Once you have read the listing, write it all out exactly.
⁂
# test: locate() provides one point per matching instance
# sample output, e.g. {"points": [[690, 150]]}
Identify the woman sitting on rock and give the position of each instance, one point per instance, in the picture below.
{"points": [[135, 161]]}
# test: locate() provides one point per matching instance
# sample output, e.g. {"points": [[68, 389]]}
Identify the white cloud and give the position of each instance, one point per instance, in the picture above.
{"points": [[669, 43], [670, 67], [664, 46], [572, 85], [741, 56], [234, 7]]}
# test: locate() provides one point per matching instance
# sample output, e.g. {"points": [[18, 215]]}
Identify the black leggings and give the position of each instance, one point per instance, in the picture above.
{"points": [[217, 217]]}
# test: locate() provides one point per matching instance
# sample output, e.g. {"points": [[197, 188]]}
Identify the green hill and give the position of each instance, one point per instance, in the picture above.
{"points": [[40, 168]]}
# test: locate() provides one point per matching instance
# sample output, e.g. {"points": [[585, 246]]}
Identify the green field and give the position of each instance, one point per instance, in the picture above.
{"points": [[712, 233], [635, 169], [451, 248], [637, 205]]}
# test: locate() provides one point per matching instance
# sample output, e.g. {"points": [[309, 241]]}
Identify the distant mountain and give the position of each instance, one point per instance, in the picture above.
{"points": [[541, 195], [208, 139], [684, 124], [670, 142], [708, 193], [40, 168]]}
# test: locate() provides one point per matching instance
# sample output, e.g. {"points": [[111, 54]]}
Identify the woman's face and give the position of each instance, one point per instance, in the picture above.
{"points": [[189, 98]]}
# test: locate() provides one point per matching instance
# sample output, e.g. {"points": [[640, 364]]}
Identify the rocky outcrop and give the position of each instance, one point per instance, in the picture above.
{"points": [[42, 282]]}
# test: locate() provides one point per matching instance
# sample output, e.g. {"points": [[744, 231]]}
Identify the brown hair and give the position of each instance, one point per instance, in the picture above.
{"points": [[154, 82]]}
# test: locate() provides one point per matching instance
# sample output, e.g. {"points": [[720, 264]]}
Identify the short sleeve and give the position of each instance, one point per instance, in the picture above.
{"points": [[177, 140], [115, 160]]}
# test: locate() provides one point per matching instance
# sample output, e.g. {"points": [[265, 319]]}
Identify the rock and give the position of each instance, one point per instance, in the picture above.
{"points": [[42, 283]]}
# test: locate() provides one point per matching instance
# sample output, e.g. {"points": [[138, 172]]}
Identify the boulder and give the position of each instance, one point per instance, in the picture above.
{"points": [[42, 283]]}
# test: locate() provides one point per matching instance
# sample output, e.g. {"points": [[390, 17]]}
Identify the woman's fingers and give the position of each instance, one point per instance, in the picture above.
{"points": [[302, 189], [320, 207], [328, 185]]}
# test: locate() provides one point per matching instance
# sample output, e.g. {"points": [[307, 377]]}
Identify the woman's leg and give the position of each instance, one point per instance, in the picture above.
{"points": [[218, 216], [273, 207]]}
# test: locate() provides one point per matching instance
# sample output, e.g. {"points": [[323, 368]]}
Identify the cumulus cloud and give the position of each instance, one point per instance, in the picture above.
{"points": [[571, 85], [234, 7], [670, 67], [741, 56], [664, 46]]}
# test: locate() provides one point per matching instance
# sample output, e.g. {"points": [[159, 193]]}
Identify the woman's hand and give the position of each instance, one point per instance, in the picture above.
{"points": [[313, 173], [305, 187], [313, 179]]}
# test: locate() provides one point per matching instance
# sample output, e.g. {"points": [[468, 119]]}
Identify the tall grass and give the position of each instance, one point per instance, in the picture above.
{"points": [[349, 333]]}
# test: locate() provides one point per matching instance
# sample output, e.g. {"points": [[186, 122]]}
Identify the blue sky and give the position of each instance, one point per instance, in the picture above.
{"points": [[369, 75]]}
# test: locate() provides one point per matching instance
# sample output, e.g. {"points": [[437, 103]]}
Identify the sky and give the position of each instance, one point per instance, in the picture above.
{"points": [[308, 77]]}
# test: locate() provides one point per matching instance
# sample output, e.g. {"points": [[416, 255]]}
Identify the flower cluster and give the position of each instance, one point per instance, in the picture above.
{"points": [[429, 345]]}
⁂
- [EXERCISE RESULT]:
# test: locate() provides one point per matching instance
# sample output, e.g. {"points": [[690, 150]]}
Identify the woman sitting on rock and give the position of each instance, one point per instance, in the picture below.
{"points": [[135, 161]]}
# test: locate() provides one point per matching instance
# sample output, e.g. {"points": [[68, 389]]}
Identify the white cloud and give the position of each instance, one point per instance, in the picture above.
{"points": [[669, 43], [670, 67], [664, 46], [572, 85], [741, 56], [234, 7]]}
# test: locate() provides one point per matching instance
# sample output, e.g. {"points": [[18, 215]]}
Identify the black leggings and give the position of each instance, one point per instance, in the picture above.
{"points": [[217, 217]]}
# test: locate() provides one point per matching instance
# sample output, e.g. {"points": [[197, 188]]}
Identify the green hill and give the position of each instance, one point per instance, in the picture above.
{"points": [[40, 168]]}
# test: locate() provides one point per matching instance
# sample output, e.g. {"points": [[585, 246]]}
Identify the green field and give the position of each instance, one point per instance, in the picture above.
{"points": [[712, 233], [635, 169], [451, 248], [637, 205]]}
# test: locate() provides one point per matching instance
# sample output, e.g. {"points": [[309, 241]]}
Identify the distant mountain and give the position of each instance, one point per instance, in the picture above.
{"points": [[541, 195], [208, 139], [684, 124], [670, 142], [708, 193], [40, 168]]}
# test: locate() provides one point per matching instance
# sample output, e.g. {"points": [[111, 54]]}
Identify the woman's face and give the position of each instance, one point per instance, in the picture above.
{"points": [[189, 98]]}
# test: locate() provides one point per matching instance
# sample output, e.g. {"points": [[640, 364]]}
Identify the rocky outcrop and give the position of each instance, one point per instance, in the picture above.
{"points": [[42, 282]]}
# test: locate() provides one point per matching instance
# sample output, e.g. {"points": [[744, 231]]}
Identify the brown hair and give the position of each instance, one point per instance, in the picture above.
{"points": [[154, 82]]}
# test: locate() provides one point per matching instance
# sample output, e.g. {"points": [[720, 264]]}
Identify the short sleeve and give the position of each instance, one point per instance, in the picture above.
{"points": [[177, 140], [115, 160]]}
# test: locate() provides one point per matching instance
# sample output, e.g. {"points": [[265, 319]]}
Identify the rock and give the position of each instance, one point per instance, in the picture above.
{"points": [[42, 283]]}
# test: locate() provides one point per matching instance
# sample output, e.g. {"points": [[138, 172]]}
Identify the boulder and give the position of each instance, one point per instance, in the picture above.
{"points": [[42, 283]]}
# test: locate() provides one point per matching instance
# sample output, e.g. {"points": [[390, 17]]}
Identify the woman's fingers and give the position of each instance, one point per instance, in the picture above.
{"points": [[302, 189], [320, 207], [328, 185]]}
# test: locate() provides one point per matching instance
# sample output, e.g. {"points": [[307, 377]]}
Identify the woman's leg and give the position of each instance, one point per instance, in the picture above.
{"points": [[218, 216], [273, 207]]}
# test: locate() provides one point per matching instance
# sample output, e.g. {"points": [[323, 368]]}
Identify the cumulus cloud and give the position of each instance, one point per instance, in the picture above.
{"points": [[571, 85], [234, 7], [670, 67], [741, 56], [664, 46]]}
# test: locate() provides one point per matching instance
# sample output, e.g. {"points": [[159, 193]]}
Identify the woman's hand and give the position of each instance, one point per instance, in the picture above.
{"points": [[313, 173], [305, 187], [313, 179]]}
# test: locate() provides one point per matching instance
# sample output, e.g. {"points": [[468, 119]]}
Identify the tall grass and give the position of each instance, one point per instance, in the picture above.
{"points": [[349, 333]]}
# test: locate() provides one point per matching instance
# sample output, e.g. {"points": [[186, 122]]}
Identify the blue sky and give the position of each instance, one point per instance, in the picture above.
{"points": [[369, 75]]}
# test: locate() provides one point per matching instance
# sample output, e.g. {"points": [[437, 103]]}
Identify the sky and give the position of each instance, one point per instance, in the picture above.
{"points": [[308, 77]]}
# test: locate() provides one point per matching instance
# sample output, e.g. {"points": [[416, 255]]}
Identify the flower cluster and give the position of each instance, one point per instance, in the picture above.
{"points": [[429, 345]]}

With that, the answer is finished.